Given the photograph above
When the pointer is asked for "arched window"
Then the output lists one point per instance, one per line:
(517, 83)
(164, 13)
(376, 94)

☆ ☆ ☆ ☆

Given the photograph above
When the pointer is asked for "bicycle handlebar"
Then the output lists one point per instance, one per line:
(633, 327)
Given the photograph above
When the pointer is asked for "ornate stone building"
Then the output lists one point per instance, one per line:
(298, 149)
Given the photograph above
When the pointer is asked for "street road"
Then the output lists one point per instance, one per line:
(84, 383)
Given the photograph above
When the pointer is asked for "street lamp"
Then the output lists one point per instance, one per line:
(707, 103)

☆ ☆ ☆ ☆

Locate every line in the records above that contains the word "When", and copy each one in full.

▸ TASK SOLUTION
When the pointer is asked for "arched window"
When the pointer is asked for "bicycle handlebar"
When the pointer is asked for "ornate stone building"
When the pointer is asked for "street road"
When the pointer is asked for "street lamp"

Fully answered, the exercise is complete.